SHORT TASK:
Can you transcribe every one of the records below word for word, leaving the pictures out of your answer?

Data items:
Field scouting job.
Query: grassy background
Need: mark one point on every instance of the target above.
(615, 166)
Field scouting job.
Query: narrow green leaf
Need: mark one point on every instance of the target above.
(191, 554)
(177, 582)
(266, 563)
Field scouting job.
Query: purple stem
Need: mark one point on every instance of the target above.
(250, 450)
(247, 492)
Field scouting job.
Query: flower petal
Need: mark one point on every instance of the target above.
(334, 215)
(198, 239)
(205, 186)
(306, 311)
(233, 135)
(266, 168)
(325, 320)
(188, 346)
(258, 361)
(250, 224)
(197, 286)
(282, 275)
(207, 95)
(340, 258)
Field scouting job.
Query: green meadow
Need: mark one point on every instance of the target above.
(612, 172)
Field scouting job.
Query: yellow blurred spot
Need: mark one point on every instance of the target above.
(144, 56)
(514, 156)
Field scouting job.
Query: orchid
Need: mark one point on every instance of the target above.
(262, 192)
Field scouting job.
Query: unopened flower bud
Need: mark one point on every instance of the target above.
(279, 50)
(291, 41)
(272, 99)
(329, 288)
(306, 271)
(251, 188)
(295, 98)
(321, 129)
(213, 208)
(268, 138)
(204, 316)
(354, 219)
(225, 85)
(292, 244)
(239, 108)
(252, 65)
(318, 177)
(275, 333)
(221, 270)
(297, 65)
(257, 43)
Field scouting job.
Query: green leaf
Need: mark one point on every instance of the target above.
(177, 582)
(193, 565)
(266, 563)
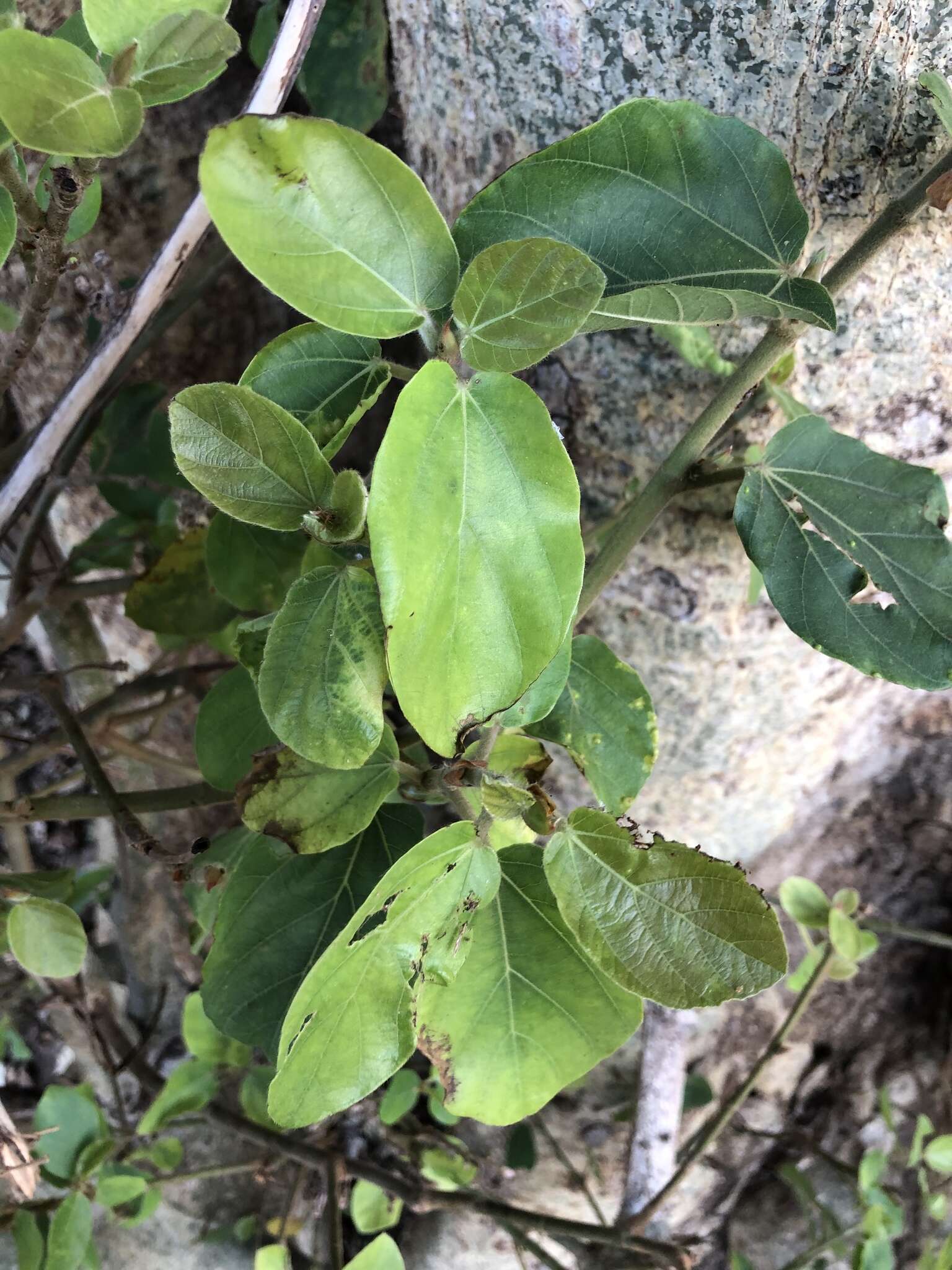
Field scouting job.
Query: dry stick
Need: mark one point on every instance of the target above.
(711, 1130)
(635, 521)
(273, 86)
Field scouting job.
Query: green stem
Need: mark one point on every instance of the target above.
(668, 481)
(712, 1129)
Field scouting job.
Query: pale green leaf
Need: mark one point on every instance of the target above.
(180, 54)
(472, 497)
(115, 24)
(678, 305)
(248, 455)
(314, 807)
(517, 301)
(322, 681)
(330, 221)
(372, 1209)
(822, 516)
(46, 938)
(70, 1232)
(352, 1023)
(528, 1014)
(659, 192)
(56, 99)
(606, 721)
(281, 911)
(664, 921)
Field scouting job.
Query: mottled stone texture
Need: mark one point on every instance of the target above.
(752, 721)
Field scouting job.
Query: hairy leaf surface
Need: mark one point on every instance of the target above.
(351, 1024)
(822, 516)
(528, 1013)
(322, 681)
(474, 521)
(518, 301)
(281, 911)
(330, 221)
(664, 921)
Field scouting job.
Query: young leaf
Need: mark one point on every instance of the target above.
(518, 301)
(865, 517)
(115, 24)
(180, 54)
(372, 1209)
(472, 494)
(248, 455)
(606, 721)
(324, 378)
(250, 567)
(322, 681)
(664, 921)
(56, 99)
(659, 192)
(278, 915)
(175, 596)
(312, 807)
(46, 938)
(330, 221)
(352, 1023)
(528, 1013)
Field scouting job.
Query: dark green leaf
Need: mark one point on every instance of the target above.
(314, 807)
(606, 721)
(821, 517)
(466, 471)
(517, 301)
(330, 221)
(248, 455)
(659, 192)
(278, 913)
(664, 921)
(55, 98)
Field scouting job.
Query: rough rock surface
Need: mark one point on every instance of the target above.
(751, 719)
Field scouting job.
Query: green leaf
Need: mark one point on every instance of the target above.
(278, 915)
(322, 681)
(941, 92)
(190, 1088)
(250, 567)
(230, 729)
(203, 1039)
(30, 1244)
(466, 471)
(372, 1209)
(517, 301)
(805, 902)
(175, 596)
(528, 1014)
(88, 211)
(56, 99)
(248, 455)
(664, 921)
(353, 1020)
(311, 807)
(606, 721)
(180, 54)
(325, 379)
(677, 305)
(330, 221)
(861, 517)
(70, 1232)
(400, 1098)
(115, 24)
(77, 1121)
(47, 939)
(659, 192)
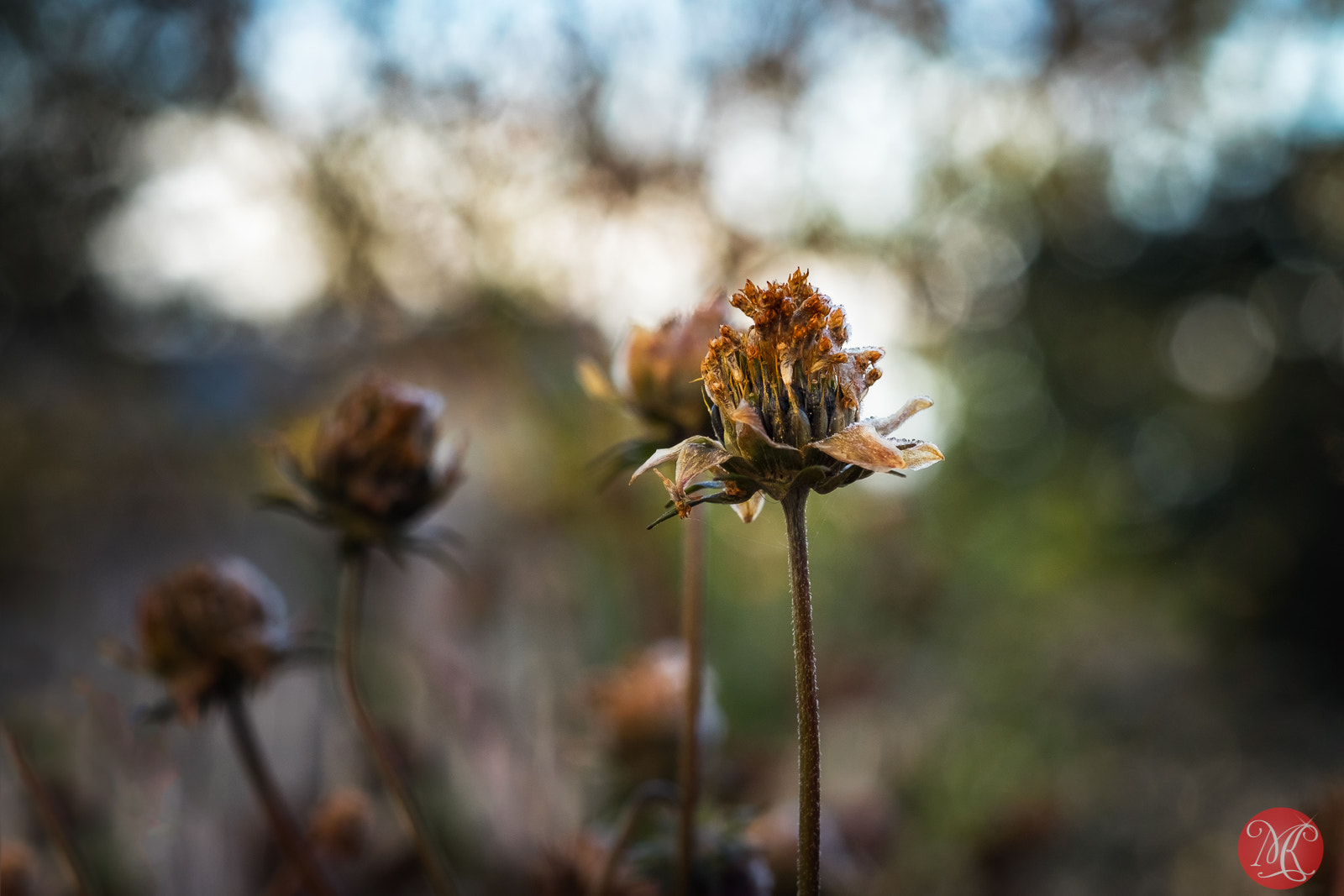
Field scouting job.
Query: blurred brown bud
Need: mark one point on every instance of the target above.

CORRECT RESULT:
Field scouting job.
Query: grassy background
Need: mark one point on every instance of the target above.
(615, 166)
Field scouting job.
Query: narrow green leaf
Need: mark one point on every instance of the target above.
(191, 554)
(177, 582)
(266, 563)
Field scouting job.
Query: purple stem
Need: mark one point on every instance of the target above.
(250, 450)
(247, 492)
Field scouting job.
Query: flower petal
Need: mark one point on every instance of the target above.
(334, 215)
(198, 239)
(205, 186)
(306, 311)
(233, 135)
(266, 168)
(325, 320)
(188, 346)
(258, 361)
(250, 224)
(197, 286)
(282, 275)
(207, 95)
(340, 258)
Field scouting job.
Query: green meadow
Need: mark one point on every instance of the target above.
(612, 172)
Field scouting job.
Query: yellow blurred spot
Need: mark one point on every instance of the target above.
(144, 56)
(514, 156)
Field scouting job.
Query: orchid
Need: mark one point on every instance of the target above.
(262, 192)
Field scouting job.
Query: unopened flower bud
Need: mark one point on every instance of the target above.
(279, 50)
(291, 41)
(272, 99)
(329, 288)
(306, 271)
(251, 188)
(295, 98)
(321, 129)
(213, 208)
(268, 138)
(204, 316)
(354, 219)
(225, 85)
(292, 244)
(239, 108)
(252, 65)
(318, 177)
(275, 333)
(221, 270)
(297, 65)
(257, 43)
Field scouting job.
Query: green leaf
Need: mark one point on every instance of the target above.
(177, 582)
(193, 565)
(266, 563)
Field scouting job.
Query: dry stick
Need: mark one point on every instance of the target above.
(711, 1130)
(635, 521)
(273, 86)
Field scouting job.
Query: green stem
Need: mark one point on every instance of the target above.
(668, 481)
(712, 1129)
Field scouting job.
Query: pale green leaf
Need: mark one point on every instance of the target above.
(180, 54)
(472, 497)
(115, 24)
(678, 305)
(248, 455)
(314, 807)
(517, 301)
(322, 681)
(330, 221)
(372, 1209)
(822, 516)
(46, 938)
(70, 1232)
(352, 1023)
(528, 1014)
(659, 192)
(56, 99)
(606, 721)
(281, 911)
(664, 921)
Field scouting job.
Query: mottled stone texture
Need: mark one point on every instance of the target above.
(752, 721)
Field scouting job.
Query: hairy leaf surface
Need: mark one point on every instance of the target above.
(351, 1024)
(822, 516)
(528, 1013)
(322, 681)
(474, 521)
(518, 301)
(281, 911)
(330, 221)
(664, 921)
Field scouting job.
Query: young leaf
Need: mark one point on every instance of the target above.
(518, 301)
(865, 517)
(115, 24)
(180, 54)
(372, 1209)
(472, 494)
(248, 455)
(606, 721)
(324, 378)
(250, 567)
(322, 681)
(664, 921)
(56, 99)
(659, 192)
(278, 915)
(175, 596)
(312, 807)
(46, 938)
(330, 221)
(352, 1023)
(528, 1013)
Field scouting job.
Query: dark green leaf
Need: mark one point on every instance of the target above.
(314, 807)
(606, 721)
(821, 517)
(466, 471)
(517, 301)
(330, 221)
(248, 455)
(659, 192)
(278, 913)
(664, 921)
(55, 98)
Field scouting job.
Query: rough rock surface
Need: mark one point on every instance of the target above.
(751, 719)
Field scouting job.
Query: green leaf
Need: mark one point on every instance of the target above.
(278, 915)
(322, 681)
(941, 92)
(190, 1088)
(250, 567)
(230, 729)
(203, 1039)
(30, 1244)
(466, 471)
(372, 1209)
(517, 301)
(805, 902)
(175, 596)
(528, 1014)
(88, 211)
(56, 99)
(248, 455)
(664, 921)
(353, 1020)
(311, 807)
(606, 721)
(180, 54)
(325, 379)
(677, 305)
(330, 221)
(861, 517)
(70, 1232)
(400, 1098)
(115, 24)
(77, 1121)
(47, 939)
(659, 192)
Field scouting job.
Query: blurred brown bud
Need: mark one point on every instance of the target above.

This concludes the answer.